== What you should do ==
Copy the records from the line containing "For the red window" through the end of the records, both ends included and the requests kept, but multiply each coordinate in the answers by 1.85 and round it to a whole number, with halves rounded up. Leave the pictures out.

== Records supplied ==

· · · ·

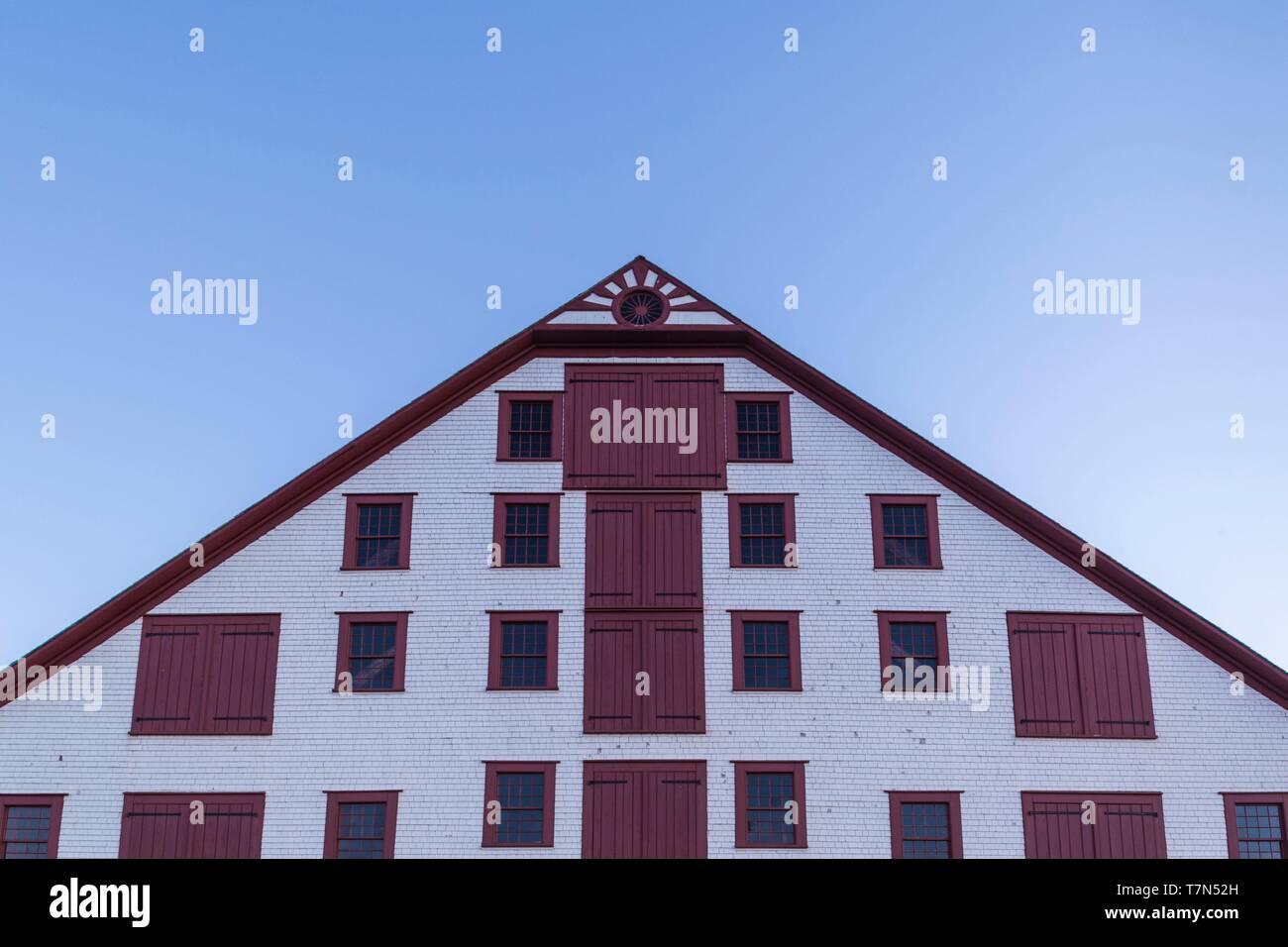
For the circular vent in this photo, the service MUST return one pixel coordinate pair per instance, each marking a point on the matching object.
(640, 308)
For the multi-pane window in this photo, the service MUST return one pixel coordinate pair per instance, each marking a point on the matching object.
(906, 532)
(523, 654)
(377, 531)
(373, 652)
(519, 804)
(925, 825)
(526, 530)
(531, 429)
(523, 651)
(26, 831)
(913, 646)
(771, 804)
(529, 425)
(767, 651)
(1254, 823)
(759, 432)
(29, 826)
(361, 825)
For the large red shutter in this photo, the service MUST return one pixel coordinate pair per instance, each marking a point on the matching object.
(1044, 678)
(161, 825)
(613, 551)
(588, 464)
(243, 677)
(692, 389)
(168, 685)
(1117, 689)
(673, 656)
(618, 466)
(1063, 825)
(612, 661)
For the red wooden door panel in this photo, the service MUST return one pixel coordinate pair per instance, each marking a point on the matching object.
(1070, 825)
(168, 685)
(644, 809)
(612, 661)
(1117, 692)
(589, 464)
(673, 657)
(1044, 678)
(243, 677)
(695, 397)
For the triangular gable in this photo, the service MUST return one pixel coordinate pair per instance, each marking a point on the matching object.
(730, 337)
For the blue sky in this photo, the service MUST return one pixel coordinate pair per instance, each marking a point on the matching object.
(518, 169)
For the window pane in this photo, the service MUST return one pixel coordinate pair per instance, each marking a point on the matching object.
(26, 831)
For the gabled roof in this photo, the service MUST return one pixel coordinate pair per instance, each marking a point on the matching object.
(726, 337)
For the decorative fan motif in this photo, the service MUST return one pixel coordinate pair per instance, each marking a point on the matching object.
(640, 308)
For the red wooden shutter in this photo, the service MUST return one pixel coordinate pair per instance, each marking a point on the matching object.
(613, 551)
(673, 549)
(170, 682)
(243, 676)
(155, 826)
(1044, 678)
(1054, 826)
(612, 661)
(673, 656)
(588, 464)
(687, 389)
(1117, 688)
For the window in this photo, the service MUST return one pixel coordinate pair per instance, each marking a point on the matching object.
(761, 530)
(377, 531)
(526, 528)
(373, 652)
(767, 651)
(519, 805)
(913, 646)
(206, 674)
(1094, 825)
(1080, 676)
(906, 532)
(523, 652)
(166, 825)
(361, 825)
(1254, 823)
(29, 826)
(771, 804)
(529, 425)
(925, 825)
(759, 427)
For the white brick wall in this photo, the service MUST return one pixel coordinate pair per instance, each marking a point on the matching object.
(430, 741)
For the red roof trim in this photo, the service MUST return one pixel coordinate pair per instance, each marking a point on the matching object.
(706, 342)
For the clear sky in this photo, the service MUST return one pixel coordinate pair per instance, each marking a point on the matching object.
(767, 169)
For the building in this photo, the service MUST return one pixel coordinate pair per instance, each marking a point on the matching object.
(640, 582)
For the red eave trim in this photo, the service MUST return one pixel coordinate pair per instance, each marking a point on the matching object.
(707, 342)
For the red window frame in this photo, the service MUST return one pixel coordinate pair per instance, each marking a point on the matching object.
(204, 722)
(352, 501)
(794, 650)
(737, 501)
(741, 771)
(785, 424)
(1232, 828)
(496, 641)
(502, 500)
(55, 818)
(334, 797)
(502, 425)
(930, 501)
(949, 797)
(490, 792)
(346, 638)
(885, 644)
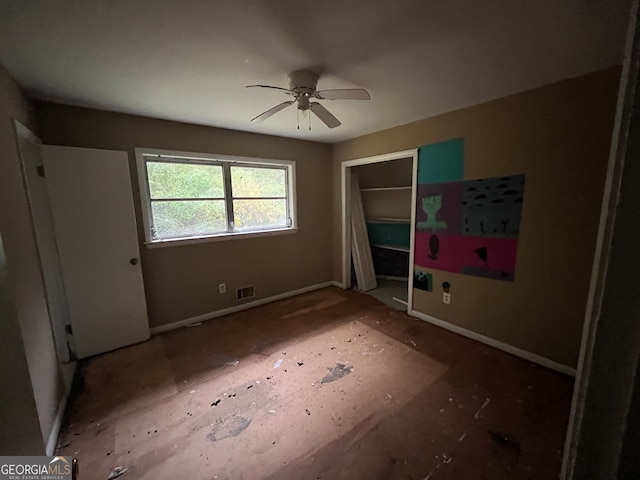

· · · ·

== Response for this exercise ==
For the red window frame in this photo, the service MUST return one pixel coordinate pair per instance, each marking a point on the matching object.
(377, 1336)
(651, 927)
(1469, 1203)
(1363, 927)
(1371, 1426)
(1452, 784)
(2279, 1532)
(918, 1186)
(929, 925)
(102, 1513)
(618, 1474)
(929, 786)
(1721, 927)
(1756, 1474)
(907, 1465)
(640, 1180)
(1637, 1191)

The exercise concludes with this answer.